Exercise description
Pick up the case report on the 57-year-old man's myocardial infarction after its final sentence and keep writing it.
Excerpted passage: Begin
This 57 yo male with no past medical history had sudden onset of chest pain while sleeping. He called 911 at midnight and his prehospital ECG (unavailable) showed acute MI and the cath lab was activated 20 minutes prior to arrival, giving cath lab personnel time to drive into the hospital as the patient was being transported.
The Door to Balloon time was 34 minutes, time from symptom onset to opening of a 100% occluded wraparound (type III) LAD was about 80 minutes (very short). Nevertheless, the patient suffered a large myocardial infarction, with a peak troponin I of 290 ng/ml. There was a large anterolateral, anteroseptal, anteroapical, and distal inferior wall motion abnormality, with EF of 30-35%. The convalescent echo several weeks later will tell us how much of this is due to (irreversible) infarction vs. temporary "stunning". His follow-up ECG the next day is shown below.
Excerpted passage: End
Given entries: Begin
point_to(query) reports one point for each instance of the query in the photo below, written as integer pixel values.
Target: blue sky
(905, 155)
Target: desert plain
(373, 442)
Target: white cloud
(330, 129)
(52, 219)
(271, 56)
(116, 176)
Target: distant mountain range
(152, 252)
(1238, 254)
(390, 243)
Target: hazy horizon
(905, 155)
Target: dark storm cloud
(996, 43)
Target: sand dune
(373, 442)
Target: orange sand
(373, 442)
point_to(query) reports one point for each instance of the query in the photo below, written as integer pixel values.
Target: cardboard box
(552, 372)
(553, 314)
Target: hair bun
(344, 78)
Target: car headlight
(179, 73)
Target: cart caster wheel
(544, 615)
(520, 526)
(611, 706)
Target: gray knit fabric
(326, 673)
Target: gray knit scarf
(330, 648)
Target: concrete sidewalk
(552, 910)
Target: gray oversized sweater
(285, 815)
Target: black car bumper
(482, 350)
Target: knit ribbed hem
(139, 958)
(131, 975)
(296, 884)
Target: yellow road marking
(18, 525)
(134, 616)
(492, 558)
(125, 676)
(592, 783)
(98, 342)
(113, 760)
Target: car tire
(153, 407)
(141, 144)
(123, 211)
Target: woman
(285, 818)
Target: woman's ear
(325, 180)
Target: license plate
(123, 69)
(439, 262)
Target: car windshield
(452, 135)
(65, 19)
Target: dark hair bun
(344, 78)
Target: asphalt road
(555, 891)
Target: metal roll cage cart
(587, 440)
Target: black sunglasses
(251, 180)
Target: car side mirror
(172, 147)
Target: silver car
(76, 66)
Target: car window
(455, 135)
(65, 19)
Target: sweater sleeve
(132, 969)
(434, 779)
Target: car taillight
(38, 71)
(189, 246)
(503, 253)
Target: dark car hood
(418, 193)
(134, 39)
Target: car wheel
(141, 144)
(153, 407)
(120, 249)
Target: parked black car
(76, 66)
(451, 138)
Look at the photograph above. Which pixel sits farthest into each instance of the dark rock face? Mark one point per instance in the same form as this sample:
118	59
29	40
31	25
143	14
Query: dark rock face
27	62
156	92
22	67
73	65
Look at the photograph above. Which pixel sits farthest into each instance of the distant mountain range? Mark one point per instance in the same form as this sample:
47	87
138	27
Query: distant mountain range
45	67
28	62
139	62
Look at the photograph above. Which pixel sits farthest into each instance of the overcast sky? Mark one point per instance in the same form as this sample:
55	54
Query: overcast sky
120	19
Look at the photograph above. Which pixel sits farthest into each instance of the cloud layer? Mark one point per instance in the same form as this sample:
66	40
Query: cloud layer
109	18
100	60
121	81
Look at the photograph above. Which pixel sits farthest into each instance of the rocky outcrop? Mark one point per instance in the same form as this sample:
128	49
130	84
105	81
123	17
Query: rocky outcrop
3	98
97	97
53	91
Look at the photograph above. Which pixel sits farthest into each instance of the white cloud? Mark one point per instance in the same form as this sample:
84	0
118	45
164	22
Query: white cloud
Given entries: End
Task answer
There are "reperfusion" T-waves in V1-V6 and I, aVL. There is a QS-wave in V2, and QR-wave in aVL, and poor R-wave progression in V3 and V4, all diagnostic of anterolateral MI, subacute. |
This demonstrates:
1) hyperacute T-waves, with loss of R-wave amplitude such that the T-wave towers over the R-wave
2) that the computer again misses a clearly diagnostic STEMI
3) that a large STEMI may not meet any millimeter criteria for STEMI (there are several published criteria, and the only one met here is 1 mm in two consecutive leads, an extremely non-specific criterion. In fact, no STE millimeter criterion has adequate accuracy)
4) that even with rapid reperfusion, much myocardium may be lost.